GIVEN REQUEST 1 ::
Retype the stretch of the friend-list thread from "df1.printSchema()" through "string (nullable = true)".
GIVEN REQUEST 2 ::
Answer these questions using the friend-list thread:
(a) What form does each pair in the closest-friends list take?
(b) In which language is the code in the reply written?
(c) Which name has the id 4?

SELECTED PASSAGE ::
______________________________
Reputation: 175
I have a dataframe that I use to do all of my calculations that has an id column and a name column
id | name
1 | Alex
2 | Bob
3 | Chris
4 | Kevin
I do a bunch of operations and get their closest friends, which is a list of pairs of the form [id, score]
id | friends
1 | [[2, 49], [3, 15]]
2 | [[4, 61], [2, 49], [3, 4]]
How can I map this friend list to a list of names? Scores can be dropped now. Ideally it would look like
id | friends
1 | [Bob, Chris]
2 | [Kevin, Bob, Chris]
I was thinking some kind of join, but I'm confused how this would work since its a list
Upvotes: 3
Views: 105
Reputation: 6323
Perhaps this is useful (written in scala)
Added both the option if dimension dataframe represents small and big dataset
val data1 =
"""
|id | name
|1 | Alex
|2 | Bob
|3 | Chris
|4 | Kevin
""".stripMargin
val stringDS1 = data1.split(System.lineSeparator())
.map(_.split("\\|").map(_.replaceAll("""^[ \t]+|[ \t]+$""", "")).mkString(","))
.toSeq.toDS()
val df1 = spark.read
.option("sep", ",")
.option("inferSchema", "true")
.option("header", "true")
.option("nullValue", "null")
.csv(stringDS1)
df1.show(false)
df1.printSchema()
/**
* +---+-----+
* |id |name |
* +---+-----+
* |1 |Alex |
* |2 |Bob |
* |3 |Chris|
* |4 |Kevin|
* +---+-----+
*
* root
* |-- id: integer (nullable = true)
* |-- name: string (nullable = true)
*/
val df2 =
spark.sql(
"""
______________________________
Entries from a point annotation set
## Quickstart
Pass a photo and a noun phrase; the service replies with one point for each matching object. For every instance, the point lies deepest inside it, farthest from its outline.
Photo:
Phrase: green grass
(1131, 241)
______________________________
EXERCISE ANSWER 1 ::
df1.printSchema()
/**
* +---+-----+
* |id |name |
* +---+-----+
* |1 |Alex |
* |2 |Bob |
* |3 |Chris|
* |4 |Kevin|
* +---+-----+
*
* root
* |-- id: integer (nullable = true)
* |-- name: string (nullable = true)

EXERCISE ANSWER 2 ::
(a) [id, score]
(b) Scala
(c) Kevin